FRAGMENTO DE LA PÁGINA
□ □ □ □ □ □ □

La catedrática de Historia e Instituciones Económicas Lina Gálvez, hoy eurodiputada por el PSOE, apuntaba también a ello: «La izquierda se ha separado de sus bases sociales o, más bien, de las necesidades y la defensa de esas personas. Por no hablar de la indefinición de la izquierda entre los derechos y bienestar asociados al Estado-nación y el universalismo que realmente debería promover una auténtica propuesta progresista, llámese de izquierdas o no». Y por no hablar –añadía– del devenir de los sindicatos, que pasaron de «concentrarse en la protección de los trabajadores que estaban ocupados, en los sectores públicos o más fordistas, alejándose de discursos políticos más transformadores, a entrar y beneficiarse del reparto de tarjetas black y créditos baratos con los que se compraban las voluntades en las cajas de ahorro».

□ □ □ □ □ □ □

INSTRUCCIONES DE LA TAREA
Prosigue el fragmento sobre la izquierda y los sindicatos justo después de su última frase.

(Líneas de datos)
□ □ □ □ □ □ □

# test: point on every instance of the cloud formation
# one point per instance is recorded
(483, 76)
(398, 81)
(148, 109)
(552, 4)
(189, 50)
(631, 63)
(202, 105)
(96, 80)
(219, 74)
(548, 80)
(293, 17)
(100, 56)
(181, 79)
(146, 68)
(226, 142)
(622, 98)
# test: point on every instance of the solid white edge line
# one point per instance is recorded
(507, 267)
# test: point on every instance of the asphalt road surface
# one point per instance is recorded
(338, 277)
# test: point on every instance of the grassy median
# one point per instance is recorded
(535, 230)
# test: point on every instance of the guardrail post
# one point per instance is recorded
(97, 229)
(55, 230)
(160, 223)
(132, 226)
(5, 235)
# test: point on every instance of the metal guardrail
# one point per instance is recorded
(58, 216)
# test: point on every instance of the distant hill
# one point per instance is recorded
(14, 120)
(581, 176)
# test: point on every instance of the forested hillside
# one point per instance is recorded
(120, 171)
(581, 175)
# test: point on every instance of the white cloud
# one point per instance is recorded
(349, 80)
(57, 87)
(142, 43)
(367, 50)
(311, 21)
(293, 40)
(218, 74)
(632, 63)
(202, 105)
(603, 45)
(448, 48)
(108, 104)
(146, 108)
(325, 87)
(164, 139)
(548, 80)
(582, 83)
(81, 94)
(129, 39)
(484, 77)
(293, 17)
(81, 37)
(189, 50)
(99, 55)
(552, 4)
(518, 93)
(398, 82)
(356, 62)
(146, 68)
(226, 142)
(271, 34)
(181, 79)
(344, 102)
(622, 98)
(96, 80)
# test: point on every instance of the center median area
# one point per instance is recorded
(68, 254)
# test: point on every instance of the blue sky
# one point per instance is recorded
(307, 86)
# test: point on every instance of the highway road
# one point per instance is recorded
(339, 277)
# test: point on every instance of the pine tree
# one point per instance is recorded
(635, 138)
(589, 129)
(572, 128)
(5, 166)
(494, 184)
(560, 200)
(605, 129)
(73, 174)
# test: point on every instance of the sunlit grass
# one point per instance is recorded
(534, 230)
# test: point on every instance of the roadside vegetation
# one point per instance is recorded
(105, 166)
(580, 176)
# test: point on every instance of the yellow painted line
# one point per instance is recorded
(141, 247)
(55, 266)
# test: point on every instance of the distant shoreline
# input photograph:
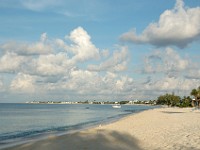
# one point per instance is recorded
(160, 128)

□ □ □ □ □ □ □

RESPUESTA DE LA TAREA
Los analistas también responsabilizaban al papel jugado por la socialdemocracia y la llamada tercera vía, cuyo error de fondo había sido intentar compaginar una agenda política progresista en lo social con una agenda neoliberal en lo económico. Para el entonces diputado socialista Eduardo Madina, el mayor problema de la socialdemocracia –decía en una entrevista para el dossier– era que no sabía interpretar quiénes eran las fuerzas productivas a las que debía referirse. Y este era el análisis de la entonces diputada de IU, hoy impulsora de Sumar, Yolanda Díaz: «El problema que tenemos es que la socialdemocracia está en crisis. Está muerta. Ocurre lo que en el libro de Hayek, El camino de la servidumbre. Lo que escribió sobre la existencia de una teoría superior que era la economía y que la toma democrática de decisiones se iba a expropiar a la ciudadanía. Aquello que era una locura, hoy es real. La izquierda a través de las terceras vías aceptó que daba igual quién gobernara porque las recetas eran las mismas. ¿Tiene la izquierda un proyecto claro ante la crisis civilizatoria que estamos viviendo? Tengo mis dudas».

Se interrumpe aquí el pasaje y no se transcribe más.